[Collected data entries]
--- Start ---

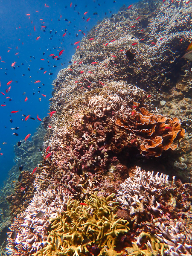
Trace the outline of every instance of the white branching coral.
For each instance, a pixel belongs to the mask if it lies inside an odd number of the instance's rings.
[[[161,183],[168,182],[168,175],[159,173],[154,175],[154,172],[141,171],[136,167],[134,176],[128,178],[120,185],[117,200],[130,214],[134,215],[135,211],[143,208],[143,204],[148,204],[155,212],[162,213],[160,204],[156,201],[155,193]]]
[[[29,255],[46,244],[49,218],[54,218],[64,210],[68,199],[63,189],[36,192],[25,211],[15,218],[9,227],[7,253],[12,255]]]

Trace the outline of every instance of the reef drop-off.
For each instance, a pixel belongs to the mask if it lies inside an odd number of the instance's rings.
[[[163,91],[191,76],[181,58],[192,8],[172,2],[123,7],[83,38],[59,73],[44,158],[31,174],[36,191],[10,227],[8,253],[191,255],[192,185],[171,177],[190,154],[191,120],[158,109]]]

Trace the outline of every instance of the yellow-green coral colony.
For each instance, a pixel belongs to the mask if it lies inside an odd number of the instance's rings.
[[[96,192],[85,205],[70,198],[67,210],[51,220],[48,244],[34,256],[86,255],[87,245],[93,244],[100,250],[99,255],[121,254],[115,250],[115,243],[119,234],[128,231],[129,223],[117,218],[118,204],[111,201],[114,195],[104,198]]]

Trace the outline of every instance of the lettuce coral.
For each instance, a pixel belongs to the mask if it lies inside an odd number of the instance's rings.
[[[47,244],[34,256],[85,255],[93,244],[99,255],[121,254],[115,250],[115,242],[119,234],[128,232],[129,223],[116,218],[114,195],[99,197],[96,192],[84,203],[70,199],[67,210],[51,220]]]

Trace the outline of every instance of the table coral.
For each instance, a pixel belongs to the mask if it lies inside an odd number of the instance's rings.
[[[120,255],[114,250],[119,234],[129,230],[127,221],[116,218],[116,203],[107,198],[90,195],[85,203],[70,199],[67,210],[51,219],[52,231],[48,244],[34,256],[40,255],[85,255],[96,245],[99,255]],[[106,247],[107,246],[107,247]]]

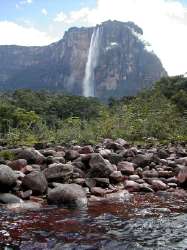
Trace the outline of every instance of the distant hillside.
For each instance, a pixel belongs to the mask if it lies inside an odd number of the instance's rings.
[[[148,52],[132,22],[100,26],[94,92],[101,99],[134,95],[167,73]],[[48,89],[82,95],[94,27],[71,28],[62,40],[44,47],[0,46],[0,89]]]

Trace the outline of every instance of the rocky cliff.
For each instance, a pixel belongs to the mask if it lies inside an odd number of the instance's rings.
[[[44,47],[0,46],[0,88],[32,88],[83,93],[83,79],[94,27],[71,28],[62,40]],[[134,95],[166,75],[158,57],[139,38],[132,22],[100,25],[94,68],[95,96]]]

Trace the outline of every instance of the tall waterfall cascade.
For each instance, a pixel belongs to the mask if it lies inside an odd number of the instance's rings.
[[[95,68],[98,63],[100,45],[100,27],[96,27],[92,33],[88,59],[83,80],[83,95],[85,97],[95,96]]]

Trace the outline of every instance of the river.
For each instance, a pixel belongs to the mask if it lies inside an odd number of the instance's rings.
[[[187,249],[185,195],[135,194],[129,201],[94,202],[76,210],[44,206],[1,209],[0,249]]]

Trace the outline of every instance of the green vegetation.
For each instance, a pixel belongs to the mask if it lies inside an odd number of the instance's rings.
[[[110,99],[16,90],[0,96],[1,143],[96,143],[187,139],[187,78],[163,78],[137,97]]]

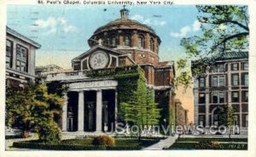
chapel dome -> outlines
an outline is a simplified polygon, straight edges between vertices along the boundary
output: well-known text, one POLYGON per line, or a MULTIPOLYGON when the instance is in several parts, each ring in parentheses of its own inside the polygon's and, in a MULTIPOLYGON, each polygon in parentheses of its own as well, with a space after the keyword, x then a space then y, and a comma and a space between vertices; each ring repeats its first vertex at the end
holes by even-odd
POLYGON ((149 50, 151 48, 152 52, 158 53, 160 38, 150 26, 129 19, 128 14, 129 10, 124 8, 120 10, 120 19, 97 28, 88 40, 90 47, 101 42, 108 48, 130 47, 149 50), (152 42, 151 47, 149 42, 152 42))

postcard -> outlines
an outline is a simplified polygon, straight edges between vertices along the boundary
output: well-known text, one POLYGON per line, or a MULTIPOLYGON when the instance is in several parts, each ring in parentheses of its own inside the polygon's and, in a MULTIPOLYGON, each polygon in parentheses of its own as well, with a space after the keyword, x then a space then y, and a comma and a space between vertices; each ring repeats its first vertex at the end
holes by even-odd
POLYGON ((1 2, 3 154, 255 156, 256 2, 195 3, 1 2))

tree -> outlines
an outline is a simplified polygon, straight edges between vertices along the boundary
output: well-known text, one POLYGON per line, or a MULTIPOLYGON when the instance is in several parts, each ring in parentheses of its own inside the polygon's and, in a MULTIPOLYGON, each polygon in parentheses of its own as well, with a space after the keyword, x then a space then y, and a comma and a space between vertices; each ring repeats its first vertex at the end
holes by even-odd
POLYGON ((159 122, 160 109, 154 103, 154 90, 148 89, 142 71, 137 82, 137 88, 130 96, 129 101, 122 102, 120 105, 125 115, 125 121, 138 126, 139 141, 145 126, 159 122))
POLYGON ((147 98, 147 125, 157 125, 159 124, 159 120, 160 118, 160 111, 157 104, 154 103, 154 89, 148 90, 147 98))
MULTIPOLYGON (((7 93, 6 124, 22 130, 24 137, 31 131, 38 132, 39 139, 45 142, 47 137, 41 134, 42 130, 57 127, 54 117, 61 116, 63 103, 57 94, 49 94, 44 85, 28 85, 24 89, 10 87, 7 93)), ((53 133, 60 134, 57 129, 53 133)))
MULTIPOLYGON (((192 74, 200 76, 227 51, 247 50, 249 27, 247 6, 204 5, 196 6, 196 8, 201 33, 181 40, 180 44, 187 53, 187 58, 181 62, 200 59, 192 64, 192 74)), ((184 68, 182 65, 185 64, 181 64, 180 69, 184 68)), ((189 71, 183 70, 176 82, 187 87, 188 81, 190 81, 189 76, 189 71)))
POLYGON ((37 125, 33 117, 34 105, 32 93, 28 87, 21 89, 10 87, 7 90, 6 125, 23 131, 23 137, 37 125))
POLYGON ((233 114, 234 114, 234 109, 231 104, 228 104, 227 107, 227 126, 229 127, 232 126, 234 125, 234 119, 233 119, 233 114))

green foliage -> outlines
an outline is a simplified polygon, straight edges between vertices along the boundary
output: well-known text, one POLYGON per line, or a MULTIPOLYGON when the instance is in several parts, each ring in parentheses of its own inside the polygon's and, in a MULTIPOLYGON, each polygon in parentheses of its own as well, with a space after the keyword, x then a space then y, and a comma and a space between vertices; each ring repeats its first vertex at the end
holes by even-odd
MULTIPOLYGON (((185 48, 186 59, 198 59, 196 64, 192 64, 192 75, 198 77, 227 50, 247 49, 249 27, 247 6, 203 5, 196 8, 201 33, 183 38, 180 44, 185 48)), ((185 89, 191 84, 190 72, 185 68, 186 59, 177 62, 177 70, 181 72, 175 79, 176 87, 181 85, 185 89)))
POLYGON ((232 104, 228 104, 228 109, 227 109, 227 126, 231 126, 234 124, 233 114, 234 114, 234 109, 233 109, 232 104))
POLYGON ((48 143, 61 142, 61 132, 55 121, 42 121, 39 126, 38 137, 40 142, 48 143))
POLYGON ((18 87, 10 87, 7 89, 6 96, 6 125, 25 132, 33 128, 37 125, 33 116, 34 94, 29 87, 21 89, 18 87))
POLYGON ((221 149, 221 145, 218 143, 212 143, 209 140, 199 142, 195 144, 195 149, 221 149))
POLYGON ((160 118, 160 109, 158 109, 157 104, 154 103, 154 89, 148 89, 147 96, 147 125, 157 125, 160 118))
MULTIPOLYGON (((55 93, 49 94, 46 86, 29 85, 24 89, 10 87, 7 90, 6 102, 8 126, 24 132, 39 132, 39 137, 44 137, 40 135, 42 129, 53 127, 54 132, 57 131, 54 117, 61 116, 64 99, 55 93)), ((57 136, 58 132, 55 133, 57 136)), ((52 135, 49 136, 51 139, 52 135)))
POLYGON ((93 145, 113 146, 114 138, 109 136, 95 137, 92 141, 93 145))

--- End ---
--- Start ---

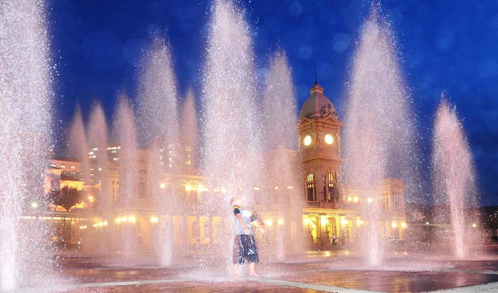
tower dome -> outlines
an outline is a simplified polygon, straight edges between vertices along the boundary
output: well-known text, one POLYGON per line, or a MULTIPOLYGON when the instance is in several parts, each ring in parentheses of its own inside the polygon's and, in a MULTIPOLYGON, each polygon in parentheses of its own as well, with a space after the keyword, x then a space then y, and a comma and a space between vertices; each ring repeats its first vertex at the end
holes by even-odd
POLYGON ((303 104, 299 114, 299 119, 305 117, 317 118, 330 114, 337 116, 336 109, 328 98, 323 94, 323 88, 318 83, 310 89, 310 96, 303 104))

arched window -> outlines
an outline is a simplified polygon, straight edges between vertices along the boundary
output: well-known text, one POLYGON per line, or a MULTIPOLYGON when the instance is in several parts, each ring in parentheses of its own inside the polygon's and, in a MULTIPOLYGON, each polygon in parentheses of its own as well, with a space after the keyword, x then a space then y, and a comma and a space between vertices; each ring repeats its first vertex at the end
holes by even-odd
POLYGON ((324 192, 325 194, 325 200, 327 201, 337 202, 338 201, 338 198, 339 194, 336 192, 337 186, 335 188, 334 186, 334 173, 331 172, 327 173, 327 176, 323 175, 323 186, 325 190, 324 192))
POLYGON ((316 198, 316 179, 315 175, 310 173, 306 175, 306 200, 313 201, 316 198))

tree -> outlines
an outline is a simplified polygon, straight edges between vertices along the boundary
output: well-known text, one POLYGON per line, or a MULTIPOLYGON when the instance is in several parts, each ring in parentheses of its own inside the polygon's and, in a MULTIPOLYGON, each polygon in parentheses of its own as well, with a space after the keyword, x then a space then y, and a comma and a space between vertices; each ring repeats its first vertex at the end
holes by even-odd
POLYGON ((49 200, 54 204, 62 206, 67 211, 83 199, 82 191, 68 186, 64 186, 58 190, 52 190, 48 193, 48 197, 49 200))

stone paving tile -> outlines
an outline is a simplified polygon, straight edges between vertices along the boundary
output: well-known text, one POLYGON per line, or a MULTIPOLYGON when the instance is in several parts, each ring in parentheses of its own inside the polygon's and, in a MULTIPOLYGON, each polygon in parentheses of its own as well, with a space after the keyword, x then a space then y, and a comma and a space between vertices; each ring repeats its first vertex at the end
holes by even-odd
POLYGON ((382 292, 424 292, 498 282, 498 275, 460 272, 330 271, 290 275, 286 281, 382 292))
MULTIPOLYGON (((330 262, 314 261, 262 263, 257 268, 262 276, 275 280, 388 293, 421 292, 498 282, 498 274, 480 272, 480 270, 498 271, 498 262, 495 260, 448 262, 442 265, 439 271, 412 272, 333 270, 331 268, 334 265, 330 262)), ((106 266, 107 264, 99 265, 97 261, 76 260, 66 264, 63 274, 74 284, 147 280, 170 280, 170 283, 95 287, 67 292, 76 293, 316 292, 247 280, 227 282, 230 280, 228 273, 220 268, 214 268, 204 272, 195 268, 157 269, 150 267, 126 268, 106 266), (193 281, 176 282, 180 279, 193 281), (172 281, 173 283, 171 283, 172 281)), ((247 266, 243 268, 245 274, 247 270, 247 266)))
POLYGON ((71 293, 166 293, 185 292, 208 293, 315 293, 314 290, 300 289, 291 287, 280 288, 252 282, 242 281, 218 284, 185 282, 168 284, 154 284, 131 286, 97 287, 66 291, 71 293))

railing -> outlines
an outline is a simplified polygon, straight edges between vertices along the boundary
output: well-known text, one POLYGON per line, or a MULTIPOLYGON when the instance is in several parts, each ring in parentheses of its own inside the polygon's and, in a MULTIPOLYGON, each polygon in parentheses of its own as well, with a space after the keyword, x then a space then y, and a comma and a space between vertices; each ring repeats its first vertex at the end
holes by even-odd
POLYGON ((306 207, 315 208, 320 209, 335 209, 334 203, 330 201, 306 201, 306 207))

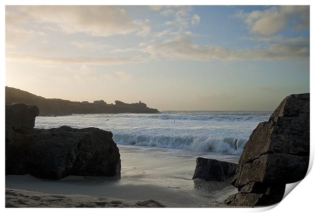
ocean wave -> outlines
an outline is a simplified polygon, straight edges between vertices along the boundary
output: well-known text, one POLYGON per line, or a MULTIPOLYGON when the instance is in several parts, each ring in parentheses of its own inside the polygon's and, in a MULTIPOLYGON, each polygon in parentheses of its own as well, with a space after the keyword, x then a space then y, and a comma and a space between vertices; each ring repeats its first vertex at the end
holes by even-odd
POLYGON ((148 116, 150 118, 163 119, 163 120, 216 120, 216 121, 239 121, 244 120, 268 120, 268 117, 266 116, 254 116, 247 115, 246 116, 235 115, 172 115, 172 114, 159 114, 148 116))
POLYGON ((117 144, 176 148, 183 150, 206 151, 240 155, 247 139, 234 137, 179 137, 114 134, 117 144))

--- End ---

## Instructions for the task
Please copy out word for word the rows above that start at the line containing "stone paving tile -> outlines" and end at the line containing "MULTIPOLYGON (((330 262, 314", including both of those lines.

## Complete response
stone paving tile -> outlines
an outline is a simplified polygon, straight edges between vertices along the boundary
output: well-known text, one POLYGON per line, or a MULTIPOLYGON when the instance is in several parts, each ring in parentheses of its own inside the polygon's and, in a MULTIPOLYGON, each polygon in parentheses of its own as well, with a space after the keyword, x then a space then y, and a comma and a space between vertices; each ring repeats its first vertex at the end
holes by even-odd
POLYGON ((382 292, 424 292, 498 282, 498 275, 460 272, 330 271, 290 275, 286 281, 382 292))
MULTIPOLYGON (((330 262, 314 261, 262 263, 257 268, 262 276, 275 280, 388 293, 421 292, 498 282, 498 274, 480 272, 480 270, 498 271, 498 262, 495 260, 448 262, 442 265, 439 271, 412 272, 333 270, 331 268, 334 265, 330 262)), ((106 266, 107 264, 99 265, 97 261, 76 260, 66 264, 63 274, 74 284, 147 280, 170 280, 170 283, 95 287, 67 292, 76 293, 316 292, 247 280, 227 282, 230 280, 228 273, 220 268, 214 268, 204 272, 195 268, 157 269, 150 267, 126 268, 106 266), (193 281, 176 282, 180 279, 193 281), (172 281, 173 283, 171 283, 172 281)), ((247 266, 243 268, 245 274, 247 270, 247 266)))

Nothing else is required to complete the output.